_Exercise materials_:
<<<<

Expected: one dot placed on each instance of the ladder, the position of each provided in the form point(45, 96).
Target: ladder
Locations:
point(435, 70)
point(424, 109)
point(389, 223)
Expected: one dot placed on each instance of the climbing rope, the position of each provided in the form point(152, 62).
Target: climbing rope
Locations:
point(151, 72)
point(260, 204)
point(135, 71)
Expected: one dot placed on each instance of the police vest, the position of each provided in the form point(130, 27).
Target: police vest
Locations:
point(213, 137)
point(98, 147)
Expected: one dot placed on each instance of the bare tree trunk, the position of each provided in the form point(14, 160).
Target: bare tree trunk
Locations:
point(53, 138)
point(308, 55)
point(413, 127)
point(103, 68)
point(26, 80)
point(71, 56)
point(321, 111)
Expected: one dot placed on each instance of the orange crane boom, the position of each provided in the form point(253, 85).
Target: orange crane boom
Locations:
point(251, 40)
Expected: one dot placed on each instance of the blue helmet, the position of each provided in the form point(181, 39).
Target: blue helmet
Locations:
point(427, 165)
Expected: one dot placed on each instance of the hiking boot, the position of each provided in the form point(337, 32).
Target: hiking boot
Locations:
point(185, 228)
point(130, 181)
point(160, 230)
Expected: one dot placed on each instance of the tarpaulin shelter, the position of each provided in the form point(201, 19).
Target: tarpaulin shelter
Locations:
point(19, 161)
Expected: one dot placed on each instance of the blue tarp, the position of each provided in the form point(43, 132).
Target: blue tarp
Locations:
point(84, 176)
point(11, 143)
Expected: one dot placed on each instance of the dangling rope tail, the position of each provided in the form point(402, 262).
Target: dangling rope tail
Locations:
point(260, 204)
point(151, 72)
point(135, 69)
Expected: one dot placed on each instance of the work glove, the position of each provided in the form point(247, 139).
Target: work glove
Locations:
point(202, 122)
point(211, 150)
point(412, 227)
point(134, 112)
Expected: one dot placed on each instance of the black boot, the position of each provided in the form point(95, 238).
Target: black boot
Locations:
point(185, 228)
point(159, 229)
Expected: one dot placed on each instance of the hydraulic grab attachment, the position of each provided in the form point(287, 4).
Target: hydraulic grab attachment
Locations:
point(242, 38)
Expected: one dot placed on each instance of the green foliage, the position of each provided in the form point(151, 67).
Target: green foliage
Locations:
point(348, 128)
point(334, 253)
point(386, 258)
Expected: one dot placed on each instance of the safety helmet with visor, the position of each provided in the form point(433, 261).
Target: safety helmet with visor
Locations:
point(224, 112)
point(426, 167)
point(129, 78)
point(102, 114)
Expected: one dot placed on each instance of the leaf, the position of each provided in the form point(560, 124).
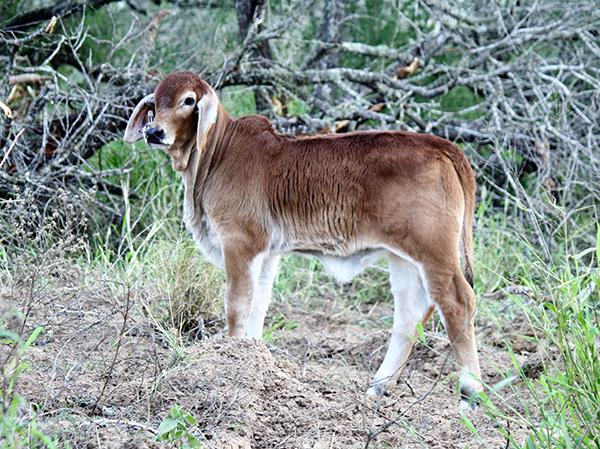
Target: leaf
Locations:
point(504, 383)
point(166, 426)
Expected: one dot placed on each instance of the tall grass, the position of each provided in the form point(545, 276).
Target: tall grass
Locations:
point(559, 403)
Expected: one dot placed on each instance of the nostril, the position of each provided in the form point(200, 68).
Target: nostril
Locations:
point(155, 135)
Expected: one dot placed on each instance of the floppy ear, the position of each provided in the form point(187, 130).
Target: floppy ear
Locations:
point(208, 107)
point(141, 116)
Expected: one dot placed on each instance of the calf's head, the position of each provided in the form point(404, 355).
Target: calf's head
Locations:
point(178, 115)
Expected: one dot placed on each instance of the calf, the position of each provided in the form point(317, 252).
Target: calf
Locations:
point(252, 194)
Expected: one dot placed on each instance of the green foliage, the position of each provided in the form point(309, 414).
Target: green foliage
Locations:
point(18, 427)
point(560, 407)
point(177, 428)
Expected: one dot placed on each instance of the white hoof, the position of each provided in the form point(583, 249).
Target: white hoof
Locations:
point(377, 391)
point(466, 407)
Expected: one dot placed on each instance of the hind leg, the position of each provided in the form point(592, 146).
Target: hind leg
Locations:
point(456, 303)
point(411, 306)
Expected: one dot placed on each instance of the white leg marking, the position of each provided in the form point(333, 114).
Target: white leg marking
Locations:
point(410, 306)
point(263, 287)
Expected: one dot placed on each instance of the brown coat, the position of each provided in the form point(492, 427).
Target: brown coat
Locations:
point(252, 194)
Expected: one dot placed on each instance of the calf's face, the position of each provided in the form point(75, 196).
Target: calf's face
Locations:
point(181, 111)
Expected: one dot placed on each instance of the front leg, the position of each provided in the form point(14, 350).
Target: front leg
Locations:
point(243, 265)
point(262, 297)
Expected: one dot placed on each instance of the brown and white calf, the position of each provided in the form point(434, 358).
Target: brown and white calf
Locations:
point(252, 194)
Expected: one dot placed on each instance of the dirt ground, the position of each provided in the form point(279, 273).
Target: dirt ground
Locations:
point(304, 389)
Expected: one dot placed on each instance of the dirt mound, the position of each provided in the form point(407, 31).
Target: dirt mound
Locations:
point(248, 398)
point(305, 390)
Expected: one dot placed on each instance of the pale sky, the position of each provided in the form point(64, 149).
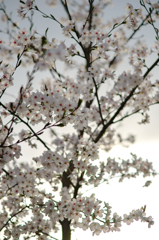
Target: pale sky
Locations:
point(129, 195)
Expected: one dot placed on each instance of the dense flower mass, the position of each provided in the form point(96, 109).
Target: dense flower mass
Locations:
point(79, 109)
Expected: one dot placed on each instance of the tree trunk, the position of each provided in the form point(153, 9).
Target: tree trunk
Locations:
point(66, 230)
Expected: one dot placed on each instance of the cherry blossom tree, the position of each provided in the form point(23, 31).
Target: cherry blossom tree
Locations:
point(70, 161)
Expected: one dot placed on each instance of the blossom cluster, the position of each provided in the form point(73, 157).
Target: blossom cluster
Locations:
point(37, 198)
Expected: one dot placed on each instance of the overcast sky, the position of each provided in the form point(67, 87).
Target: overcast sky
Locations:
point(128, 195)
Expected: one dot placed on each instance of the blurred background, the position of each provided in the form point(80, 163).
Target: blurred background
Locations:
point(129, 195)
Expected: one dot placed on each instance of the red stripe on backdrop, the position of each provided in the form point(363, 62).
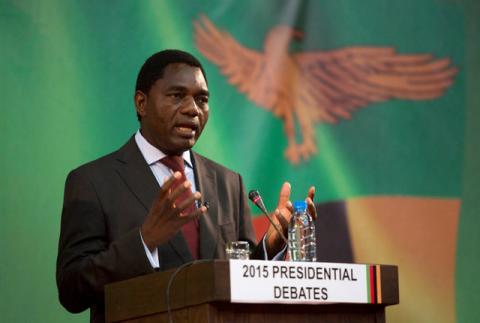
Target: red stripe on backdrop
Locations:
point(372, 284)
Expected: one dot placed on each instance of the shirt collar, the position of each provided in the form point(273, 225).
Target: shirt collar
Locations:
point(152, 154)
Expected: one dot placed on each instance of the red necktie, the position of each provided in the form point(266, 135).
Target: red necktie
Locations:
point(190, 229)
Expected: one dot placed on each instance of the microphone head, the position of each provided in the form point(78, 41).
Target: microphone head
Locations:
point(253, 195)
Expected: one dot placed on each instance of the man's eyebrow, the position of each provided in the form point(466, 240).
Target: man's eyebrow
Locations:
point(184, 88)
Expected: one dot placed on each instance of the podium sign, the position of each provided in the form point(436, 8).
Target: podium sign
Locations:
point(250, 291)
point(299, 282)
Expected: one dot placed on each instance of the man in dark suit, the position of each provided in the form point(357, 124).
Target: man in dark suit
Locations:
point(140, 209)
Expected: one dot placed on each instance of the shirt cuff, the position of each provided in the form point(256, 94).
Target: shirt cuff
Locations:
point(279, 256)
point(151, 255)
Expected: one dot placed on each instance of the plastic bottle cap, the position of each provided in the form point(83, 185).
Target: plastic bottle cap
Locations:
point(299, 205)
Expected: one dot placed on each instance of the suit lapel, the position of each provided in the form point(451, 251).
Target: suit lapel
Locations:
point(139, 178)
point(206, 183)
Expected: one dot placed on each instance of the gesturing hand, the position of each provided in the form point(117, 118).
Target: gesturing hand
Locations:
point(165, 217)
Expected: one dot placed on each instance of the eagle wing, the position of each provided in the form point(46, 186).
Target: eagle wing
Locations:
point(243, 67)
point(340, 81)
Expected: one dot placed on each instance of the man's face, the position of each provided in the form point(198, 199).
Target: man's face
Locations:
point(175, 110)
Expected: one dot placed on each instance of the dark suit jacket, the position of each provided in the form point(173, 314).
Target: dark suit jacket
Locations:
point(105, 204)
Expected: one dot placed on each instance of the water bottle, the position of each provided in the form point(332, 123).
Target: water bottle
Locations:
point(301, 234)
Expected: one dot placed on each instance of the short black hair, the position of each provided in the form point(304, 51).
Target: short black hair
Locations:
point(154, 66)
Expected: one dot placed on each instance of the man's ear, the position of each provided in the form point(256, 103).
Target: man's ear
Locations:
point(140, 100)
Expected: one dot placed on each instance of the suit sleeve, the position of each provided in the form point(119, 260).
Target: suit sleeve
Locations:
point(87, 259)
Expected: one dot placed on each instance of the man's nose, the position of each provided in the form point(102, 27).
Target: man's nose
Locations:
point(191, 107)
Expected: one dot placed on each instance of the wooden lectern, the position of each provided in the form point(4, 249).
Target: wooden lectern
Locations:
point(201, 293)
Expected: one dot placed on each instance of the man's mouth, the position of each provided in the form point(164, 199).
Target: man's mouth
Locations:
point(186, 130)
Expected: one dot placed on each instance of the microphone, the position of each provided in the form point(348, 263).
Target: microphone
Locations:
point(255, 197)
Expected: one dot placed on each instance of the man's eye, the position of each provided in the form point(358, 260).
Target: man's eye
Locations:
point(176, 95)
point(202, 99)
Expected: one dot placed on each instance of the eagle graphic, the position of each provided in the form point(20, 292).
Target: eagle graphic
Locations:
point(321, 86)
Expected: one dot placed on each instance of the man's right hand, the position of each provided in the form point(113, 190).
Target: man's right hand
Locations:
point(165, 218)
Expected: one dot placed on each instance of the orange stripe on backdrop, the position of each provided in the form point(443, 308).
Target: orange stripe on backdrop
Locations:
point(418, 235)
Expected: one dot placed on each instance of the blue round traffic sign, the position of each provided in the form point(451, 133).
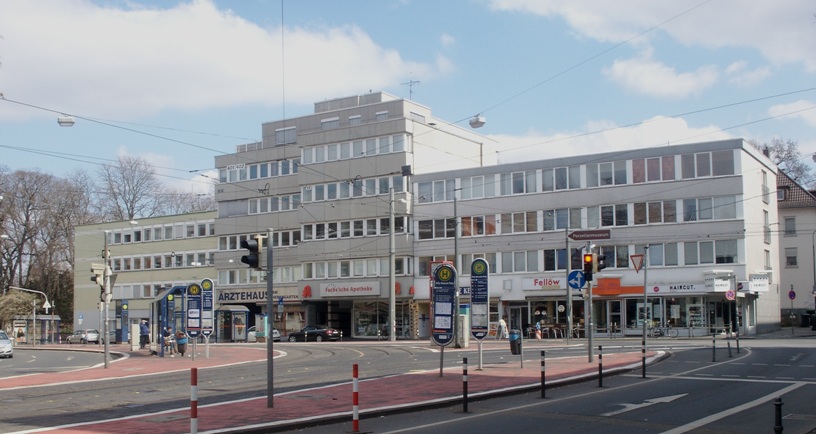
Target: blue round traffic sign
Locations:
point(576, 279)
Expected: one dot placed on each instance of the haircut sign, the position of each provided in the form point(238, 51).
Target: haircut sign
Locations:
point(444, 297)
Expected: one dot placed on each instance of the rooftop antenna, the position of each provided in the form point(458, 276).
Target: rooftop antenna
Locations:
point(410, 84)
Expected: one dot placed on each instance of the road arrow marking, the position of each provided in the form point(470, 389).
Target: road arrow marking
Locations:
point(646, 403)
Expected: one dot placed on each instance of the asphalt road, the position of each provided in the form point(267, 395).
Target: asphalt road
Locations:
point(685, 393)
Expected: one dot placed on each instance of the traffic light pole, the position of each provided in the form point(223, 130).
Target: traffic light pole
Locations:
point(270, 305)
point(106, 338)
point(588, 320)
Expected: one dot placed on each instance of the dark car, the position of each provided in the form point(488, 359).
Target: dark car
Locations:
point(314, 333)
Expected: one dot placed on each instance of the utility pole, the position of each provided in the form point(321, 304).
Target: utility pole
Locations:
point(106, 302)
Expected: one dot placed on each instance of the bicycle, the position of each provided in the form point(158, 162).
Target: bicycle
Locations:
point(669, 331)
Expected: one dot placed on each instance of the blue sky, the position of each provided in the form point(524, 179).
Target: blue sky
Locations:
point(179, 82)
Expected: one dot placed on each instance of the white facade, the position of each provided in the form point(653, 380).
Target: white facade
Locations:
point(322, 183)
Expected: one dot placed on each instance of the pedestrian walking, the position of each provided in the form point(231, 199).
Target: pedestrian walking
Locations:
point(144, 334)
point(502, 333)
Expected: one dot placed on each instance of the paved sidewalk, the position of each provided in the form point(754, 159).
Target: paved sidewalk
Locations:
point(330, 403)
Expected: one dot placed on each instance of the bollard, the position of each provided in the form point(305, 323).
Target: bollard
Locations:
point(464, 384)
point(600, 366)
point(543, 380)
point(193, 400)
point(643, 357)
point(355, 401)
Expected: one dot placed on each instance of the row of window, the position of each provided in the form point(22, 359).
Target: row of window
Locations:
point(660, 255)
point(354, 149)
point(353, 228)
point(357, 187)
point(280, 238)
point(658, 169)
point(156, 262)
point(271, 204)
point(695, 209)
point(244, 276)
point(268, 169)
point(162, 232)
point(350, 268)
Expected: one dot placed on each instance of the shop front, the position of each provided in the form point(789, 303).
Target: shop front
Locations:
point(695, 308)
point(360, 309)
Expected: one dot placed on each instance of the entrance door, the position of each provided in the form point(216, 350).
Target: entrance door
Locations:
point(517, 318)
point(613, 309)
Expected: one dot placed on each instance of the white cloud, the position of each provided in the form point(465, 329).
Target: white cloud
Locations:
point(125, 63)
point(657, 131)
point(739, 76)
point(802, 109)
point(783, 31)
point(646, 76)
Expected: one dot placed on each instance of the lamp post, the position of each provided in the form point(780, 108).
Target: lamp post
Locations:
point(105, 302)
point(392, 298)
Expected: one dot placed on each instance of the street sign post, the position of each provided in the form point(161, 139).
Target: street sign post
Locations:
point(444, 298)
point(591, 235)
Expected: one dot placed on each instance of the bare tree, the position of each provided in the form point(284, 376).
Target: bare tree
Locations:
point(785, 154)
point(130, 189)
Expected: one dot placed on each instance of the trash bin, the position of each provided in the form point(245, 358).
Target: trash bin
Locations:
point(181, 345)
point(515, 342)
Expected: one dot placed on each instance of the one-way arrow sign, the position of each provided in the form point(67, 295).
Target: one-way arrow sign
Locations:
point(646, 403)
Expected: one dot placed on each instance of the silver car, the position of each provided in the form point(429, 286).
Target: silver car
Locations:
point(6, 345)
point(84, 337)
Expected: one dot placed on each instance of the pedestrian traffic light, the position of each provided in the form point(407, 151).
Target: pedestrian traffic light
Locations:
point(589, 259)
point(254, 255)
point(600, 262)
point(98, 276)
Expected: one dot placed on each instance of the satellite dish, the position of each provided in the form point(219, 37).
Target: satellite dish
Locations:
point(477, 121)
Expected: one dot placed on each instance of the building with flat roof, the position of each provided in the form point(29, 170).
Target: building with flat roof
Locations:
point(692, 223)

>>>>

_Given exercise_: Please copy the records starting at the line that contains "Expected: one dot placed on each instance of the nostril, the" and ending at the line that contains "point(155, 135)", keeping both of those lines.

_Full solution_:
Expected: one dot placed on each instance of the nostril, the position of each provided in the form point(200, 68).
Target: nostril
Locations:
point(155, 135)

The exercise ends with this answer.